Task details: Turn the lines below into a numbered list, leaving out any blank lines.

Coordinate annotation lines:

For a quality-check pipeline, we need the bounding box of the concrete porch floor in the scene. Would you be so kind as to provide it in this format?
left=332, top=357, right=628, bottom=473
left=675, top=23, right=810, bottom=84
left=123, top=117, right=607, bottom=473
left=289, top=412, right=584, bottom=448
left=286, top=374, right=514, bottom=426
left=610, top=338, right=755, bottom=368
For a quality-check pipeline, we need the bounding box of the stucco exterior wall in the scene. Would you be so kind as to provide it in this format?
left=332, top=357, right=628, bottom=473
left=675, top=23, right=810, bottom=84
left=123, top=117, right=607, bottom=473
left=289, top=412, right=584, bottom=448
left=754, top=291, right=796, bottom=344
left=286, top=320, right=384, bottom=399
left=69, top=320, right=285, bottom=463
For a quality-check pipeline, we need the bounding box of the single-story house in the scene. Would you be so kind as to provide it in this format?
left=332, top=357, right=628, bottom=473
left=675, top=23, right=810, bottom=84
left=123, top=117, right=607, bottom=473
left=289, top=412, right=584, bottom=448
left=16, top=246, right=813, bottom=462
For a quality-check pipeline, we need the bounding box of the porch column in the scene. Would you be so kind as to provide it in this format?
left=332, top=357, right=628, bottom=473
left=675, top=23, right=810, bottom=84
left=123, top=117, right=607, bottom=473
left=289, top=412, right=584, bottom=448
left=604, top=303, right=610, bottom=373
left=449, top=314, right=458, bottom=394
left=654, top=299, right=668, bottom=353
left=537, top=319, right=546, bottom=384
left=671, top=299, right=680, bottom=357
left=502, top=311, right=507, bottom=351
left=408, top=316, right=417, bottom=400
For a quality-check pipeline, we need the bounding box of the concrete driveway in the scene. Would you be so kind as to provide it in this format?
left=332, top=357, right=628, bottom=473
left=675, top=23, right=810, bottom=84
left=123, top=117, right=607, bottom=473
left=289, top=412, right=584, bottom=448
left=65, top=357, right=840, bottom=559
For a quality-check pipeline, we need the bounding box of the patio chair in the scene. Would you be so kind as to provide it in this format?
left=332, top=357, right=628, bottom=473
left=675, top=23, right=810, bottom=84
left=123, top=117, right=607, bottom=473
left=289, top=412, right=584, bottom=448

Full response:
1. For a quality-check pipeline, we need the bounding box of the concrete porch floor in the scene. Would you be so kind as to provide it in this format?
2. left=332, top=357, right=628, bottom=473
3. left=675, top=23, right=810, bottom=84
4. left=123, top=117, right=607, bottom=473
5. left=289, top=412, right=584, bottom=448
6. left=286, top=374, right=514, bottom=426
7. left=610, top=338, right=755, bottom=368
8. For a quality-check pipeline, we need the bounding box of the stucco exterior wall in the scene. Would you be so kind as to provide it in this format?
9. left=332, top=357, right=628, bottom=473
10. left=675, top=23, right=810, bottom=84
11. left=123, top=117, right=607, bottom=473
12. left=289, top=412, right=584, bottom=448
13. left=754, top=291, right=796, bottom=344
14. left=286, top=320, right=384, bottom=399
15. left=69, top=320, right=285, bottom=463
16. For a quality-check pipeline, we need the bounding box of the single-story house in the scene. Would you be so kind as to provide it in this format?
17. left=332, top=357, right=628, bottom=473
18. left=675, top=23, right=810, bottom=84
19. left=123, top=117, right=607, bottom=473
20. left=289, top=412, right=584, bottom=448
21. left=16, top=246, right=813, bottom=462
22. For a quality-check pipeline, we need the bounding box of the porch column in the scene. Would you be so kind as to provide it in this format?
23. left=332, top=357, right=628, bottom=473
24. left=675, top=23, right=810, bottom=84
25. left=123, top=117, right=607, bottom=473
26. left=289, top=412, right=584, bottom=448
27. left=604, top=303, right=610, bottom=373
28. left=449, top=314, right=458, bottom=394
29. left=654, top=299, right=668, bottom=353
30. left=537, top=319, right=546, bottom=384
31. left=671, top=299, right=680, bottom=357
32. left=502, top=311, right=507, bottom=351
33. left=408, top=316, right=417, bottom=400
34. For a quality-check pipeline, we need the bounding box of the concrete driveway in the scene. Would you be so kind as to provide it in this format?
35. left=332, top=357, right=628, bottom=473
36. left=675, top=23, right=810, bottom=84
37. left=123, top=117, right=607, bottom=473
38. left=289, top=412, right=584, bottom=448
39. left=65, top=357, right=840, bottom=559
40. For a quality-check pipeline, we need the bounding box of the patio chair in the scene. Would you be so kind as to provide it in this format?
41. left=332, top=357, right=628, bottom=473
42. left=675, top=23, right=810, bottom=84
43. left=123, top=117, right=607, bottom=473
44. left=289, top=412, right=584, bottom=448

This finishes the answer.